▶ Textauszug:
------------------------------------
Wie unsere Kunden im Alter wohnen, wollen bestimmen sie größtenteils selbst. Die meisten älteren Menschen möchten ihre Lebensgewohnheiten aufrechterhalten und in ihrer vertrauten Umgebung bleiben. Dies erfordert, dass wir das Lebensumfeld langfristig gedacht so einrichten, dass die Menschen sich möglichst dauerhaft und ohne fremde Hilfe zurechtfinden. Gerade das Bad ist in den letzten Jahren ein wichtiger Lebensraum geworden, der in erster Linie unter Lifestyleaspekten ausgestattet wird. Die zunehmende und ernstzunehmende Konsumentengruppe der so genannten „Best Ager“ stellt hohe Ansprüche an das eigene Lebensumfeld und die Einrichtung der eigenen Wohnung/des Hauses. Die möglichst aktive Teilnahme am Leben gilt es durch die Aspekte Komfort und Ästhetik gerade auch im Bad zu unterstützen und zu fördern. Hierbei sind Produkte gefragt, die nicht stigmatisieren, sondern ein angenehmes Ambiente mit Wohlfühlcharakter schaffen. Der Sanitärbranche eröffnen sich neue Möglichkeiten, wenn Beratungs- und Planungskompetenz sowie das Einrichtungsangebot stimmig erscheinen. Komplettlösungen in der Badgestaltung greifen den gleichzeitigen Anspruch an Komfort und Ästhetik auf und schaffen ein Wunschbad für alle Lebensabschnitte – idealerweise mit Nachrüstgarantie für barrierefreie Produkte oder aber bei Umbau direkt abgestimmt auf barrierefreie Belange.
------------------------------------
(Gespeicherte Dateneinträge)
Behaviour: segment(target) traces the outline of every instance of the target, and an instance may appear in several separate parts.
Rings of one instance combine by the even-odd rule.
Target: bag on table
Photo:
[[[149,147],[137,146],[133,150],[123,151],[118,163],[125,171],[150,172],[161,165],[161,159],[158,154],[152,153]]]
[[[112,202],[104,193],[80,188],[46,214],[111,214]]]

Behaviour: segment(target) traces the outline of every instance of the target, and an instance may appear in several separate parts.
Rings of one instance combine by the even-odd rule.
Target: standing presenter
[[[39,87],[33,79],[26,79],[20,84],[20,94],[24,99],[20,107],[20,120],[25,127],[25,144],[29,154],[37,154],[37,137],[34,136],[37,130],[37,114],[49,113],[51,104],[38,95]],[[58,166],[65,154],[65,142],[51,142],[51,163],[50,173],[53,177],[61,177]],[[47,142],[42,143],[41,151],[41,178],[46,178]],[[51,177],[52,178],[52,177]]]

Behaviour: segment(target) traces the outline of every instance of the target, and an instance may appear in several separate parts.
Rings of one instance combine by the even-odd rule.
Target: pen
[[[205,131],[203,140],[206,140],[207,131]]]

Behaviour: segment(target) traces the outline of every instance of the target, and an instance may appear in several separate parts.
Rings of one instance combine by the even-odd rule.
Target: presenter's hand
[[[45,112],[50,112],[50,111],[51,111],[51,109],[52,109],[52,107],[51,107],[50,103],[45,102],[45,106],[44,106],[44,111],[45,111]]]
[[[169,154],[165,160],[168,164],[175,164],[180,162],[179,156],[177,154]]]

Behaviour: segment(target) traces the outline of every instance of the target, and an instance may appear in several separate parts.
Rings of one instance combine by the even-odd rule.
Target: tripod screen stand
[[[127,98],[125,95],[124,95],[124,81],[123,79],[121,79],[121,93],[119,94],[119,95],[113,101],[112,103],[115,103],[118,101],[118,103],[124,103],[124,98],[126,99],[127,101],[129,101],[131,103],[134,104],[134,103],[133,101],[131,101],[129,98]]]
------------------------------------
▶ Aufgaben:
1) Gib den Text über Badgestaltung im Alter vollständig und wortgetreu aus.
2) Wandle die Zeilen der gespeicherten Dateneinträge vom Anfang bis einschließlich der Zeile mit „[[[112,202],[104,193],[80,188],[46,214],[111,214]]]“ in eine Markdown-Tabelle mit den Spalten „Nr.“ und „Zeile“ um, ohne Leerzeilen.
Die Zeilen haben mit dem Text über Badgestaltung im Alter nichts zu tun.

▶ Lösungen:
1)
Wie unsere Kunden im Alter wohnen, wollen bestimmen sie größtenteils selbst. Die meisten älteren Menschen möchten ihre Lebensgewohnheiten aufrechterhalten und in ihrer vertrauten Umgebung bleiben. Dies erfordert, dass wir das Lebensumfeld langfristig gedacht so einrichten, dass die Menschen sich möglichst dauerhaft und ohne fremde Hilfe zurechtfinden. Gerade das Bad ist in den letzten Jahren ein wichtiger Lebensraum geworden, der in erster Linie unter Lifestyleaspekten ausgestattet wird. Die zunehmende und ernstzunehmende Konsumentengruppe der so genannten „Best Ager“ stellt hohe Ansprüche an das eigene Lebensumfeld und die Einrichtung der eigenen Wohnung/des Hauses. Die möglichst aktive Teilnahme am Leben gilt es durch die Aspekte Komfort und Ästhetik gerade auch im Bad zu unterstützen und zu fördern. Hierbei sind Produkte gefragt, die nicht stigmatisieren, sondern ein angenehmes Ambiente mit Wohlfühlcharakter schaffen. Der Sanitärbranche eröffnen sich neue Möglichkeiten, wenn Beratungs- und Planungskompetenz sowie das Einrichtungsangebot stimmig erscheinen. Komplettlösungen in der Badgestaltung greifen den gleichzeitigen Anspruch an Komfort und Ästhetik auf und schaffen ein Wunschbad für alle Lebensabschnitte – idealerweise mit Nachrüstgarantie für barrierefreie Produkte oder aber bei Umbau direkt abgestimmt auf barrierefreie Belange.

2)
| Nr. | Zeile |
|---|---|
| 1 | Behaviour: segment(target) traces the outline of every instance of the target, and an instance may appear in several separate parts. |
| 2 | Rings of one instance combine by the even-odd rule. |
| 3 | Target: bag on table |
| 4 | Photo: |
| 5 | [[[149,147],[137,146],[133,150],[123,151],[118,163],[125,171],[150,172],[161,165],[161,159],[158,154],[152,153]]] |
| 6 | [[[112,202],[104,193],[80,188],[46,214],[111,214]]] |